• Exercises to complete:
1. Quote the part of the COPD model abstract that opens with the words containing "Results: Nine COPD" and closes with "COPD (four models).".
2. According to the COPD model abstract, how many of the models included smoking status?

• Extracted text:
=-=-=
Objectives: To assess how suitable current chronic obstructive pulmonary disease (COPD) cost-effectiveness models are to evaluate personalized treatment options for COPD by exploring the type of heterogeneity included in current models and by validating outcomes for subgroups of patients.
Methods: A consortium of COPD modeling groups completed three tasks. First, they reported all patient characteristics included in the model and provided the level of detail in which the input parameters were specified. Second, groups simulated disease progression, mortality, quality-adjusted life-years (QALYs), and costs for hypothetical subgroups of patients that differed in terms of sex, age, smoking status, and lung function (forced expiratory volume in 1 second [FEV1] % predicted). Finally, model outcomes for exacerbations and mortality for subgroups of patients were validated against published subgroup results of two large COPD trials.
Results: Nine COPD modeling groups participated. Most models included sex (seven), age (nine), smoking status (six), and FEV1% predicted (nine), mainly to specify disease progression and mortality. Trial results showed higher exacerbation rates for women (found in one model), higher mortality rates for men (two models), lower mortality for younger patients (four models), and higher exacerbation and mortality rates in patients with severe COPD (four models).
Conclusions: Most currently available COPD cost-effectiveness models are able to evaluate the cost-effectiveness of personalized treatment on the basis of sex, age, smoking, and FEV1% predicted. Treatment in COPD is, however, more likely to be personalized on the basis of clinical parameters. Two models include several clinical patient characteristics and are therefore most suitable to evaluate personalized treatment, although some important clinical parameters are still missing.
Keywords: COPD; model; patient heterogeneity; validation.
=-=-=
(Stored dataset items)

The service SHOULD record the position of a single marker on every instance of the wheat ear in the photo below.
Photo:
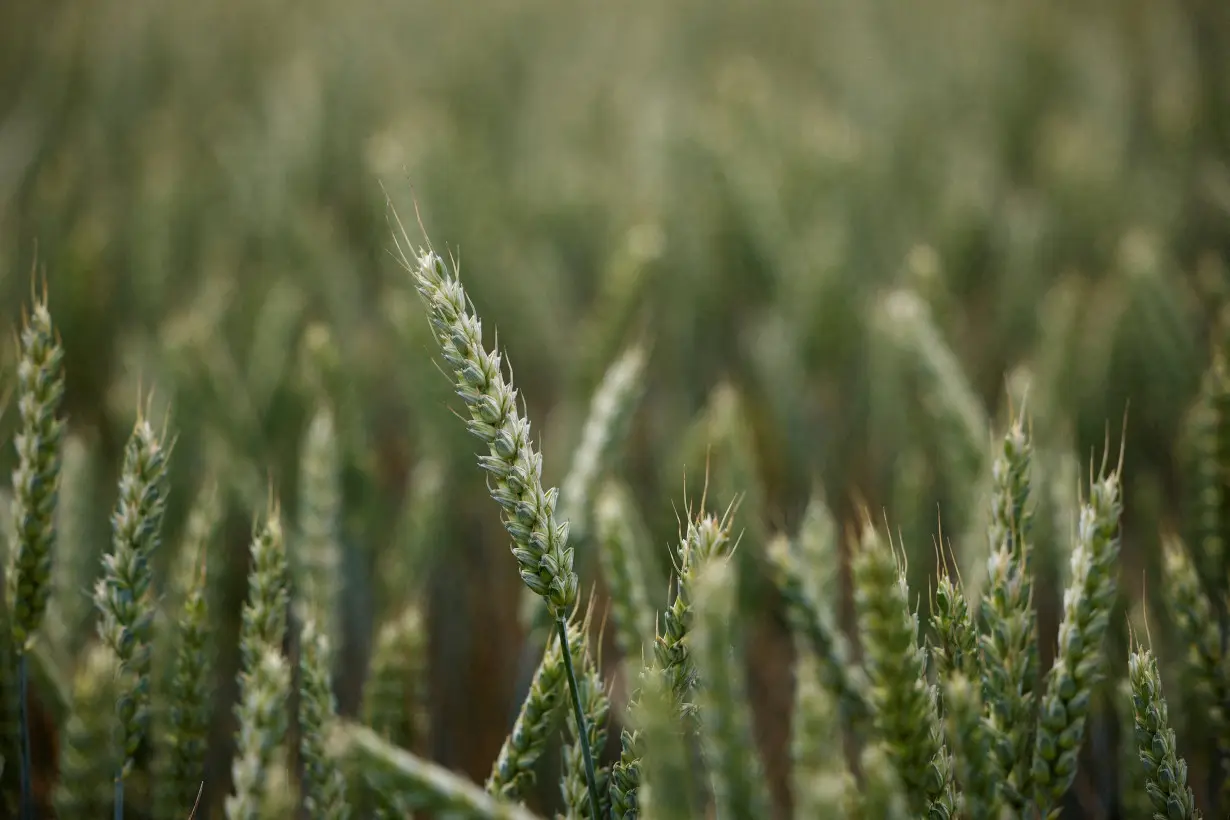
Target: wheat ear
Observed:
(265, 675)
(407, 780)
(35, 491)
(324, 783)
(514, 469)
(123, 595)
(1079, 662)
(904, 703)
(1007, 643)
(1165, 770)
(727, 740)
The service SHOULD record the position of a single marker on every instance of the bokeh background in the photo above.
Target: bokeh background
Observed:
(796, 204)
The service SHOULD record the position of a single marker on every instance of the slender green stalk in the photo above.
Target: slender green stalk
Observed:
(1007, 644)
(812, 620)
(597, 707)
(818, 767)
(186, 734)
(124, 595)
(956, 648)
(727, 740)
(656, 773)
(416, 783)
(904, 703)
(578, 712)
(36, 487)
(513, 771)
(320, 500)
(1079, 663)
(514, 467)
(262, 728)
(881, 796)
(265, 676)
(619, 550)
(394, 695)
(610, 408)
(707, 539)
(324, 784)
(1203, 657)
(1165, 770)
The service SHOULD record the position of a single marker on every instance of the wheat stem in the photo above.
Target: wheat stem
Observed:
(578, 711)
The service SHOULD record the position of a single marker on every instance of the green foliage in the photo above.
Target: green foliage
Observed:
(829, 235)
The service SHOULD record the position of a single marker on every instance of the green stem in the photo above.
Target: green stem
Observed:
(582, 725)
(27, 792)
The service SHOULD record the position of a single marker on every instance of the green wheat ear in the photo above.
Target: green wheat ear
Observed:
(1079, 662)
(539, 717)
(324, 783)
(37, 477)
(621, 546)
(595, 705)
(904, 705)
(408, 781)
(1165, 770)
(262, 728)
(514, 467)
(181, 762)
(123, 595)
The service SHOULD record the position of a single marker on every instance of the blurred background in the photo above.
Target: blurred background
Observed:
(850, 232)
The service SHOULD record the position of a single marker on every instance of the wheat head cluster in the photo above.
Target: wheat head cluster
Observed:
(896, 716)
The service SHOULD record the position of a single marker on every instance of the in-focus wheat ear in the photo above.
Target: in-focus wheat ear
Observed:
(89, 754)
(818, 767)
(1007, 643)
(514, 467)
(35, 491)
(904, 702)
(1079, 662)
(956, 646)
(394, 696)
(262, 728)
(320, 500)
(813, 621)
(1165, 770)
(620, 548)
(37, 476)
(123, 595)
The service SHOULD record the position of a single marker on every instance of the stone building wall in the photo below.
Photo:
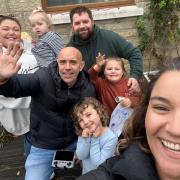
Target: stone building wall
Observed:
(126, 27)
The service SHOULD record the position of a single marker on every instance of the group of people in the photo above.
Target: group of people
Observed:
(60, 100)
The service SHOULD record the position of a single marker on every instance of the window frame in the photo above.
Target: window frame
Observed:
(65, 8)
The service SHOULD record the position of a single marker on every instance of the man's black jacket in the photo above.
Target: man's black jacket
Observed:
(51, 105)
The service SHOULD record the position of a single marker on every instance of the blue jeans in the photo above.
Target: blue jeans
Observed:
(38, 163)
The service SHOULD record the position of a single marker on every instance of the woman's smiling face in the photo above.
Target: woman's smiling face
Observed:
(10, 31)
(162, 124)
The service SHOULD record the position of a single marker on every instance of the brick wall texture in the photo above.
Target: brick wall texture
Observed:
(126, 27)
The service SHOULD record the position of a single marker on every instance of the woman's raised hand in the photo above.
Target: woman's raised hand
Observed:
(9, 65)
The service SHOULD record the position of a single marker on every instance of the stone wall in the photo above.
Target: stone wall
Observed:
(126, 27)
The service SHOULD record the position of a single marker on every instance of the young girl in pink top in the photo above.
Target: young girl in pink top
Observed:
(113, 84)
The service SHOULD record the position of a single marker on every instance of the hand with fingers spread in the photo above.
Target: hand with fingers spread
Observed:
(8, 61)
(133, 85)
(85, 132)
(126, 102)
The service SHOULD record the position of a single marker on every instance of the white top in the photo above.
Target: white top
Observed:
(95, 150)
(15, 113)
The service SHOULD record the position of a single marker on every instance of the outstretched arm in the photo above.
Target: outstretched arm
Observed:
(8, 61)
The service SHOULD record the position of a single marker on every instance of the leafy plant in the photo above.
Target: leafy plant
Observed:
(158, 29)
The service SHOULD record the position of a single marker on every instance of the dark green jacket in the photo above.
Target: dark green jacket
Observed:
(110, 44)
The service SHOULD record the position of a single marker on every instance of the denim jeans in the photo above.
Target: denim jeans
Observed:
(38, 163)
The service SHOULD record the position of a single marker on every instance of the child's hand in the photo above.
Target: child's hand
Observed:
=-=-=
• Outputs for the tasks:
1.
Results: Nine COPD modeling groups participated. Most models included sex (seven), age (nine), smoking status (six), and FEV1% predicted (nine), mainly to specify disease progression and mortality. Trial results showed higher exacerbation rates for women (found in one model), higher mortality rates for men (two models), lower mortality for younger patients (four models), and higher exacerbation and mortality rates in patients with severe COPD (four models).

2. Six